[Object location annotation data]
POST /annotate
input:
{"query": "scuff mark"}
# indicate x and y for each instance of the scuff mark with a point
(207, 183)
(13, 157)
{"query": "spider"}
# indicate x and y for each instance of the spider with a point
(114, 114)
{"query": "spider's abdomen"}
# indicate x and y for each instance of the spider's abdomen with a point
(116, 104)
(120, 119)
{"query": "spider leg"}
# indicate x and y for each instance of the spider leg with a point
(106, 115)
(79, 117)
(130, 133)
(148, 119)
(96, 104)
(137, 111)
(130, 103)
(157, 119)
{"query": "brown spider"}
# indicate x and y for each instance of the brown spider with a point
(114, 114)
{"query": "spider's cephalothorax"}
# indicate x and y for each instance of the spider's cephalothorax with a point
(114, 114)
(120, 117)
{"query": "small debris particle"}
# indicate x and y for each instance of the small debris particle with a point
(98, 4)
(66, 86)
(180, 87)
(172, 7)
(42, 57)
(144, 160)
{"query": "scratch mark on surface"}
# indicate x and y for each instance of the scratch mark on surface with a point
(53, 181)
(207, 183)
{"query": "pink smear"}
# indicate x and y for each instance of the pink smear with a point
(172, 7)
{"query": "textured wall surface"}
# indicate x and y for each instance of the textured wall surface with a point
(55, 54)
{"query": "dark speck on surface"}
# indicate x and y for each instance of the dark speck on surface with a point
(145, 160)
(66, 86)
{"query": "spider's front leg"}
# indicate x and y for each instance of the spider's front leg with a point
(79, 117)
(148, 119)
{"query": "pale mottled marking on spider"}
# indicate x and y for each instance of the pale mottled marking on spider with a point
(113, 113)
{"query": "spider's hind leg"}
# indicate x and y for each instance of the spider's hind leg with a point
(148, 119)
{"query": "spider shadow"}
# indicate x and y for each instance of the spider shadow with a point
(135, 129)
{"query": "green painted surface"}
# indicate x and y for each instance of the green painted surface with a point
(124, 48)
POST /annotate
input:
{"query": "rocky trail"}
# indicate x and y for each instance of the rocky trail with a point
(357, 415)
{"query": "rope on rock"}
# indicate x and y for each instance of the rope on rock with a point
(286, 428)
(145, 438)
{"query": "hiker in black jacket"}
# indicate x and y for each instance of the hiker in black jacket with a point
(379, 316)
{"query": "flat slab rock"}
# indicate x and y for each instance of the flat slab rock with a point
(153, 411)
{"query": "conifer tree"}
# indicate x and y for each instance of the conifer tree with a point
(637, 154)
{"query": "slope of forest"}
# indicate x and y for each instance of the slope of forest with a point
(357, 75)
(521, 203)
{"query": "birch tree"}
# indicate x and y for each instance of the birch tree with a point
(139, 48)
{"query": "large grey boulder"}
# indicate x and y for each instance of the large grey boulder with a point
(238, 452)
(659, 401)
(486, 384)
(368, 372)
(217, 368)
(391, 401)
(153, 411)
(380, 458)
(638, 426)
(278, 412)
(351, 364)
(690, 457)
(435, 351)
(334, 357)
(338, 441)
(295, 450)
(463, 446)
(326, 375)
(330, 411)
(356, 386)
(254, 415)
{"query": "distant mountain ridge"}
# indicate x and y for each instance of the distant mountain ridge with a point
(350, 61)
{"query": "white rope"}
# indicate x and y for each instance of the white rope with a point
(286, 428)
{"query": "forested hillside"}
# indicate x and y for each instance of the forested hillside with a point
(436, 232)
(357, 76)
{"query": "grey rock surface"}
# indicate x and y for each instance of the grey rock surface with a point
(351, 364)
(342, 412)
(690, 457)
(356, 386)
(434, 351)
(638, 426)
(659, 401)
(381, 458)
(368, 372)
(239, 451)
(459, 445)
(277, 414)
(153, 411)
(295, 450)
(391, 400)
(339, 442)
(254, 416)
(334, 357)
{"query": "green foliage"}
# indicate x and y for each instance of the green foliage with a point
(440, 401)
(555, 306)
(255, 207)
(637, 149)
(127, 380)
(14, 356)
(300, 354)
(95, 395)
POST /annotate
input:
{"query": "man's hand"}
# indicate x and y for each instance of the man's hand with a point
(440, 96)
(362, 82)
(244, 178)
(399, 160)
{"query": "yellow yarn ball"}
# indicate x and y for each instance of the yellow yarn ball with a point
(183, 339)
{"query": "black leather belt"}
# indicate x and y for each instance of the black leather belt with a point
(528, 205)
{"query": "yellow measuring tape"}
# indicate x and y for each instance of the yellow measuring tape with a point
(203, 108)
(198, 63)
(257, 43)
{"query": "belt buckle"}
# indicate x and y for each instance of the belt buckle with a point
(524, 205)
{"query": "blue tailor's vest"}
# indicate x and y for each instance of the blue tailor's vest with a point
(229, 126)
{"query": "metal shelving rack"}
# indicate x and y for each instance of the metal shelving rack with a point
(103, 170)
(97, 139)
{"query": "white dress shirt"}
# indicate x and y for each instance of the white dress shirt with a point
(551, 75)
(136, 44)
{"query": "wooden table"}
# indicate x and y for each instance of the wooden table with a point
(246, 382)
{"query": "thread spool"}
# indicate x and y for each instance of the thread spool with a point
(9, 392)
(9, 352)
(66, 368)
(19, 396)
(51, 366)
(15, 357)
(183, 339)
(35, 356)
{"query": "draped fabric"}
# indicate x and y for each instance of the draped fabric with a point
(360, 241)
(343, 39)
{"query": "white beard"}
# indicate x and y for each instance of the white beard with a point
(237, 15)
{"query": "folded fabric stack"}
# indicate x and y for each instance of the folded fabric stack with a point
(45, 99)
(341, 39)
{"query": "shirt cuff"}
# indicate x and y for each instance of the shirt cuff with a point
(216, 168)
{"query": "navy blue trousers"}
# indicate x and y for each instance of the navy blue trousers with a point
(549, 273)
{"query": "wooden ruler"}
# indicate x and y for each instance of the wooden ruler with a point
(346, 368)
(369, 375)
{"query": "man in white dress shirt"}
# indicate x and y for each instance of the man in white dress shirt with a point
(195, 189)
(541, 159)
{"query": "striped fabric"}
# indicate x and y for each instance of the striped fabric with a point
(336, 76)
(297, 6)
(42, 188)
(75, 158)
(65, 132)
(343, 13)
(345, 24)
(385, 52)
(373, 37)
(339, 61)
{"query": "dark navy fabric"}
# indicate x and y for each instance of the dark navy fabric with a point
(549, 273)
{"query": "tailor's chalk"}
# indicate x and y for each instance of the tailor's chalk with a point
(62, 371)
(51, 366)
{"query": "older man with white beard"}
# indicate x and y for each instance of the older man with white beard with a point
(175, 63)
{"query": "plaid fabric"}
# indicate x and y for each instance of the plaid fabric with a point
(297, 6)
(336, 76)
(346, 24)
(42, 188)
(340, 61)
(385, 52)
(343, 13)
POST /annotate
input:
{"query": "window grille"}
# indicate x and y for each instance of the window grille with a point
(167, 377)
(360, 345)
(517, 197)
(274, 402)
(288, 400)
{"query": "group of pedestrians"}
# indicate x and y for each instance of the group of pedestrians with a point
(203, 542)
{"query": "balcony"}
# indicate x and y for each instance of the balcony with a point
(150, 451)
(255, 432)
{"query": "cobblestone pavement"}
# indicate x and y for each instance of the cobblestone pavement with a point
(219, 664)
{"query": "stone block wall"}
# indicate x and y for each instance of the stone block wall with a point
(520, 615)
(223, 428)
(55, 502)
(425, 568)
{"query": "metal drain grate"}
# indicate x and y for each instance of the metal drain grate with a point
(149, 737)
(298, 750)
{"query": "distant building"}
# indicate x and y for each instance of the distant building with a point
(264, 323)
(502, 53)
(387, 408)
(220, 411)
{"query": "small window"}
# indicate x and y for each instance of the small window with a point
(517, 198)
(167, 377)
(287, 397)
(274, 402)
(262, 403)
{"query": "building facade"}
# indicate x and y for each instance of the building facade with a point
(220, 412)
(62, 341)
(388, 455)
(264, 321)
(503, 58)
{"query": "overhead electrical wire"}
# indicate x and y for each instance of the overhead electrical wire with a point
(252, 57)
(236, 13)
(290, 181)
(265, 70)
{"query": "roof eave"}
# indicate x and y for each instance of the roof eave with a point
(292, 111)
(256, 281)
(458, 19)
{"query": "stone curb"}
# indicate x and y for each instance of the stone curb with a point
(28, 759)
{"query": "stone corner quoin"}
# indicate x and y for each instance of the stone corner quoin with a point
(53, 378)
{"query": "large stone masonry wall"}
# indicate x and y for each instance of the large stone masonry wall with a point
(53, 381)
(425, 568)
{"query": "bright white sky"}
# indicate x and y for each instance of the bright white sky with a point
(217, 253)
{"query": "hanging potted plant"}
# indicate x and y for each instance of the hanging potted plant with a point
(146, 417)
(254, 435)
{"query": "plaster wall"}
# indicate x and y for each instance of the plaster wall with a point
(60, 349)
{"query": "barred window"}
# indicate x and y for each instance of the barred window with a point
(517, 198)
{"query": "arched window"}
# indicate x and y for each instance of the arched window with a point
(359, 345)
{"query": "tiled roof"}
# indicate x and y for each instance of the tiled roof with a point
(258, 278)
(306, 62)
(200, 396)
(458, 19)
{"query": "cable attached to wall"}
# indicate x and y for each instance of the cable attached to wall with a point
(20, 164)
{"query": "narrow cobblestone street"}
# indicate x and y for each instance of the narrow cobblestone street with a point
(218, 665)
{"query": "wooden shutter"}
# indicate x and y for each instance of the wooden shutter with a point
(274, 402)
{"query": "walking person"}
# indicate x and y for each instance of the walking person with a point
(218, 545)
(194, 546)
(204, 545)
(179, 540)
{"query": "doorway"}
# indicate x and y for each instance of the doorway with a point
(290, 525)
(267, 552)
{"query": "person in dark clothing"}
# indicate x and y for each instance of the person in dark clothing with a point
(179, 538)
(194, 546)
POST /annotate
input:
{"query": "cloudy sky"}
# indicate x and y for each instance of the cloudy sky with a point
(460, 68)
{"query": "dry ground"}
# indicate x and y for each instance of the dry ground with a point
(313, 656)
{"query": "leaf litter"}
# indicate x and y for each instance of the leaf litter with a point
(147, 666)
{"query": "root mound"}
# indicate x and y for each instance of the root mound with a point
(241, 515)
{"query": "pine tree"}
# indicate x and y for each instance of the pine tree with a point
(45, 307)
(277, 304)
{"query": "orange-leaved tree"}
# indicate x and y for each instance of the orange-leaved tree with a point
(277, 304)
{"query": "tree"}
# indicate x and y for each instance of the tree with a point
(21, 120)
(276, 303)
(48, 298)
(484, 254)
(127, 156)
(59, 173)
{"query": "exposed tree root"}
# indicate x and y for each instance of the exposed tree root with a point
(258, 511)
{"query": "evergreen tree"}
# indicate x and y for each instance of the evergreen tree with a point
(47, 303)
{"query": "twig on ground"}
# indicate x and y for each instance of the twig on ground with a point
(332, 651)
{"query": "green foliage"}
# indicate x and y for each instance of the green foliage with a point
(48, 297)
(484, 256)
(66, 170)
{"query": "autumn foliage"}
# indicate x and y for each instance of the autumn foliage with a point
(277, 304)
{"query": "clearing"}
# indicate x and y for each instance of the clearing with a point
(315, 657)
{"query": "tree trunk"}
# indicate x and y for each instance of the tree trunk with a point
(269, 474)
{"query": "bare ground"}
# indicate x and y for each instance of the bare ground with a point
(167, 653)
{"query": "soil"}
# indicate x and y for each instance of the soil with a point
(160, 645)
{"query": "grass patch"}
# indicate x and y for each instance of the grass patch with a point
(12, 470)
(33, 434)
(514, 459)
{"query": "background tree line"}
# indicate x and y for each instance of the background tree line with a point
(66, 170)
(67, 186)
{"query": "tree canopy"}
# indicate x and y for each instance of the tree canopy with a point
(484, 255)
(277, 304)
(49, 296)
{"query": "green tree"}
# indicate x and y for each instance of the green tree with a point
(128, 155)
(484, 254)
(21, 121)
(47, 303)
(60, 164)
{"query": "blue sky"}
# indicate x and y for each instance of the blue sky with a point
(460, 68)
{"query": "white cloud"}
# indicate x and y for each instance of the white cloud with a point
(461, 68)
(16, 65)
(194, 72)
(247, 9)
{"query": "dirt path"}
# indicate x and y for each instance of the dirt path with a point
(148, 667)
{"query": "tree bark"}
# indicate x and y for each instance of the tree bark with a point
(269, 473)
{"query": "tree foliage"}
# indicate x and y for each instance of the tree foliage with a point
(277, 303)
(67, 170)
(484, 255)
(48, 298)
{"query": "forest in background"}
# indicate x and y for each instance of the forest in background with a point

What is required:
Return every line of the data that contains the word "abdomen", matching case exactly.

Full answer:
{"query": "spider's abdomen"}
# indicate x and y for each instance of the spider's abdomen with a point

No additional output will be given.